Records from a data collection
** Begin **
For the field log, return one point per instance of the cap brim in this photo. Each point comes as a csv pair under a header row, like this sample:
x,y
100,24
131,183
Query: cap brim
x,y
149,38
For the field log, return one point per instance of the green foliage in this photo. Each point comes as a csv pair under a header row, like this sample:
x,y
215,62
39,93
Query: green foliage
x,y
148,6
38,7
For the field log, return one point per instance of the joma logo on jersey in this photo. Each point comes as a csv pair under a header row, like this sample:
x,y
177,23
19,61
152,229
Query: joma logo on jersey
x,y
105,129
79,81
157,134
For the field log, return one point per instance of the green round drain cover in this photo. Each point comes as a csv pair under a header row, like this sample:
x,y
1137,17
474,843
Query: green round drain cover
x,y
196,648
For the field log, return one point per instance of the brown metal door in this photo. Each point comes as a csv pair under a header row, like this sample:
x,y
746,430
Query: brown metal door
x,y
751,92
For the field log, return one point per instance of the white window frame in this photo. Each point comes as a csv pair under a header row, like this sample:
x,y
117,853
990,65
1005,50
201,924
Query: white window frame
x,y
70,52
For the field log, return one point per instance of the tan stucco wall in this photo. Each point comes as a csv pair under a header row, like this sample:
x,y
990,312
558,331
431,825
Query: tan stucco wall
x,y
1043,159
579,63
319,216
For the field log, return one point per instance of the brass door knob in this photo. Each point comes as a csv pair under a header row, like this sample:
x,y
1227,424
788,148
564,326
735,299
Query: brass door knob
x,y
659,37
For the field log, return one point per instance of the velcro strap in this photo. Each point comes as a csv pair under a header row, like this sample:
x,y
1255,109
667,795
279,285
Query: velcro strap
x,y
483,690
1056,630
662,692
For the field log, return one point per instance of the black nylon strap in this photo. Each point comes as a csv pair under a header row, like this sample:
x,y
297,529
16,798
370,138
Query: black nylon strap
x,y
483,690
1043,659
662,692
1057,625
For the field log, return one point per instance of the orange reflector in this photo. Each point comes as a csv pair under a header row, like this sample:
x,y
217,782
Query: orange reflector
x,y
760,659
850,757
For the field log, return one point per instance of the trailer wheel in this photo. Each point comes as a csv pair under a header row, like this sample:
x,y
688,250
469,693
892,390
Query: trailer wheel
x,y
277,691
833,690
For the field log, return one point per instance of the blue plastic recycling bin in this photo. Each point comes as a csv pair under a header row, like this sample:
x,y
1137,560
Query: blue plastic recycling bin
** End **
■ **SET TASK**
Please write out all of the rows above word for word, keeping every line unchanged.

■ **RESPONSE FOR THIS EXERCISE**
For the field log, return one point per instance of the cap brim in this photo. Each point comes as a csv pair under a header row, like this sample:
x,y
100,24
131,183
Query: cap brim
x,y
149,38
For the field log, return one point per instance of the green foliage in this photo. Each point comes as a csv pair under a header row, like this sample:
x,y
215,62
39,93
Query: green foliage
x,y
148,6
38,7
For the field log, return one point per instance of the joma logo on jersey in this photo. Each point comes as a csv pair under a header row, like this sample:
x,y
177,23
19,61
152,229
Query: joma logo on jersey
x,y
105,129
79,81
157,134
For the field log, return one point per instance of the green round drain cover in this photo. Each point comes as a csv pair under a header row, like this sample:
x,y
1137,17
474,843
Query: green round drain cover
x,y
196,648
For the field log, return one point per instance of the brown metal door in this photo. Each point comes as a csv pair under a header row, like this sample:
x,y
746,430
Query: brown metal door
x,y
751,92
For the field log, return one point per instance of the white window frame in this photo. Each point comes as a csv pair under a header row, like this sample:
x,y
117,853
990,65
1005,50
201,924
Query: white window frame
x,y
70,52
For the field log, return one point per instance of the tan stucco wall in this photo. Each point comes as a csv pair under a header row, like this sample:
x,y
990,312
558,331
431,825
Query: tan stucco wall
x,y
1043,159
579,63
319,216
For the field log, return one point per instance of the brass door knob in this photo. Each point comes as a csv pair under a header row, like this sample:
x,y
1227,424
788,148
564,326
735,299
Query: brass door knob
x,y
659,37
For the field log, return one point per instance of the velcro strap in this photo. Each point comes as a csv pair under a header row, like this sample:
x,y
1255,109
667,795
279,285
Query: velcro strap
x,y
483,690
1056,630
662,692
For the field log, return one point per instance of the black nylon strap in this photo. Each point comes as a csv pair under a header row, like this sample:
x,y
297,529
16,798
370,138
Query: black nylon strap
x,y
483,690
1043,659
662,692
1057,625
For the field log, return one point per instance of the orange reflector in this photo. Each point comes as a csv pair under a header row, like this sample:
x,y
217,782
Query: orange reflector
x,y
760,659
850,757
For the field log, return one point per instance of the trailer wheel in this photo. Each point comes as a csv pair under a header row, like this sample:
x,y
688,250
469,693
892,390
Query: trailer wheel
x,y
277,691
833,690
For the field log, return one point per instance of the blue plastic recycling bin in this photo. Each point comes as a csv pair under a header row, like this sample:
x,y
1137,560
Query: blue plastic recycling bin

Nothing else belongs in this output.